"Kościół spłonął z nieznanych dotąd przyczyn. Chcemy go odbudować"
O historii spalonego kościoła, parafii wielkiej jak Polska oraz potrzebach jej mieszkańców opowiada Wojciech Ziółek SJ, jezuita pracujący na Syberii, gość programu Onet Rano.
W nocy z 19 na 20 kwietnia w syberyjskiej wiosce Białystok spłonął drewniany kościół. Była to jedna z najstarszych świątyń katolickich na Syberii. Wkrótce może zostać odbudowana.
SYBERYJSKI BIAŁYSTOK - ZMARTWYCHWSTANIE
— Wojciech Ziółek SJ (@wziolek_sj) 6 czerwca 2017
Zbudowany przez Polaków w 1908
Spłonął w 2017
Pomożesz go odbudować?
Daj RThttps://t.co/cqbRRJyPa5 pic.twitter.com/He3RjapnKs
Historia wsi położonej 250 km od Tomska sięga początku XX wieku. - Białystok został założony przez Polaków, dobrowolnych przesiedleńców, którzy udali się na Syberię, biorąc w posiadanie ziemię ofiarowaną przez cara - mówi jezuita w rozmowie z Michałem Polem. - Gdy tylko dotarli na miejsce, zaczęli starania o to, żeby postawić tam kościół. W 1908 roku się to udało - dodaje.
W syberyjskim Białymstoku dobrze żyło się do czasów sowieckich, kiedy kościół zamknięto. W 1938 roku doszło tam do tragedii; NKWD aresztowało wszystkich mężczyzn, a świątynię zamieniło na magazyn zboża. Został on na nowo konsekrowany dopiero w 1998 roku.

ZADANIE OBOWIĄZKOWE 1: Proszę zmienić w tekście o spalonym kościele fragment od słów „SYBERYJSKI BIAŁYSTOK - ZMARTWYCHWSTANIE” do słów „udało - dodaje.”, zastępując „Tomska” wyrazem „Omska”, i przytoczyć go ponownie.

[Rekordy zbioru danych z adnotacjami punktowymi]
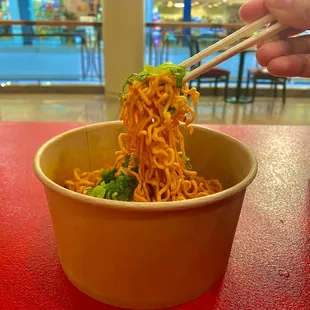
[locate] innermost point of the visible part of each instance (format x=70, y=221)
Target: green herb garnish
x=178, y=71
x=114, y=188
x=108, y=176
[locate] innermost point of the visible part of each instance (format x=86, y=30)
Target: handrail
x=97, y=24
x=56, y=23
x=193, y=25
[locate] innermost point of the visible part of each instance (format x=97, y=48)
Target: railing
x=70, y=38
x=72, y=52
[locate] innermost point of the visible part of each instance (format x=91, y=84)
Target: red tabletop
x=269, y=266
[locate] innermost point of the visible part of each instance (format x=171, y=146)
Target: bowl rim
x=145, y=206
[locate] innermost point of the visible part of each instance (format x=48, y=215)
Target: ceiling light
x=179, y=5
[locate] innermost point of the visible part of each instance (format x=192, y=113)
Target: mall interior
x=66, y=61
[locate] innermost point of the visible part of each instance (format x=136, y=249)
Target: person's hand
x=288, y=56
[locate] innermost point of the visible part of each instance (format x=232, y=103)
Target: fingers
x=253, y=10
x=290, y=66
x=273, y=50
x=292, y=13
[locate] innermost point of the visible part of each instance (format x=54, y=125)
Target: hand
x=288, y=56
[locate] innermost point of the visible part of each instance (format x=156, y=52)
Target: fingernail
x=280, y=4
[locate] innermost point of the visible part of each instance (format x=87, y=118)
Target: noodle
x=152, y=150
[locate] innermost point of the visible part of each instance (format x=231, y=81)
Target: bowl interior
x=212, y=154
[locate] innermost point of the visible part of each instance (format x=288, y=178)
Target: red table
x=270, y=262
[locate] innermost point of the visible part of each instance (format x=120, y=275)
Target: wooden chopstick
x=241, y=33
x=264, y=35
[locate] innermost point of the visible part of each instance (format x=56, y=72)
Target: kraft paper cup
x=143, y=255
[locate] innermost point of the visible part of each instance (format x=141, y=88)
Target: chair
x=215, y=75
x=262, y=76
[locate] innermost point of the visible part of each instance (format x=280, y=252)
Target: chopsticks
x=232, y=51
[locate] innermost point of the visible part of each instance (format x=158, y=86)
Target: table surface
x=269, y=266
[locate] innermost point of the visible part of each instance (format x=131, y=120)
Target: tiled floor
x=94, y=108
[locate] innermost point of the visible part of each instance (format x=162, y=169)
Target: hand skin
x=286, y=56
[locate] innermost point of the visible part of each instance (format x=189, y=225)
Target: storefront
x=47, y=10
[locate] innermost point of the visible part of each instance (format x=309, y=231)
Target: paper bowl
x=143, y=255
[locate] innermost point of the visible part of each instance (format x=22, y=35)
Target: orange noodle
x=152, y=149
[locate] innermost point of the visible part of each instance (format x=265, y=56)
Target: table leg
x=238, y=98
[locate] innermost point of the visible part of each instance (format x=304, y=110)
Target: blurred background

ZADANIE OBOWIĄZKOWE 2: Proszę przepisać bez zmian wpisy od wiersza zawierającego „(format x=56, y=72)” aż do końca wpisów, łącznie z oboma krańcami.

PEŁNA ODPOWIEDŹ 1:
SYBERYJSKI BIAŁYSTOK - ZMARTWYCHWSTANIE
— Wojciech Ziółek SJ (@wziolek_sj) 6 czerwca 2017
Zbudowany przez Polaków w 1908
Spłonął w 2017
Pomożesz go odbudować?
Daj RThttps://t.co/cqbRRJyPa5 pic.twitter.com/He3RjapnKs
Historia wsi położonej 250 km od Omska sięga początku XX wieku. - Białystok został założony przez Polaków, dobrowolnych przesiedleńców, którzy udali się na Syberię, biorąc w posiadanie ziemię ofiarowaną przez cara - mówi jezuita w rozmowie z Michałem Polem. - Gdy tylko dotarli na miejsce, zaczęli starania o to, żeby postawić tam kościół. W 1908 roku się to udało - dodaje.

PEŁNA ODPOWIEDŹ 2:
[locate] innermost point of the visible part of each instance (format x=56, y=72)
Target: kraft paper cup
x=143, y=255
[locate] innermost point of the visible part of each instance (format x=141, y=88)
Target: chair
x=215, y=75
x=262, y=76
[locate] innermost point of the visible part of each instance (format x=280, y=252)
Target: chopsticks
x=232, y=51
[locate] innermost point of the visible part of each instance (format x=158, y=86)
Target: table surface
x=269, y=266
[locate] innermost point of the visible part of each instance (format x=131, y=120)
Target: tiled floor
x=94, y=108
[locate] innermost point of the visible part of each instance (format x=162, y=169)
Target: hand skin
x=286, y=56
[locate] innermost point of the visible part of each instance (format x=189, y=225)
Target: storefront
x=47, y=10
[locate] innermost point of the visible part of each instance (format x=309, y=231)
Target: paper bowl
x=143, y=255
[locate] innermost point of the visible part of each instance (format x=22, y=35)
Target: orange noodle
x=152, y=149
[locate] innermost point of the visible part of each instance (format x=265, y=56)
Target: table leg
x=238, y=98
[locate] innermost point of the visible part of each instance (format x=304, y=110)
Target: blurred background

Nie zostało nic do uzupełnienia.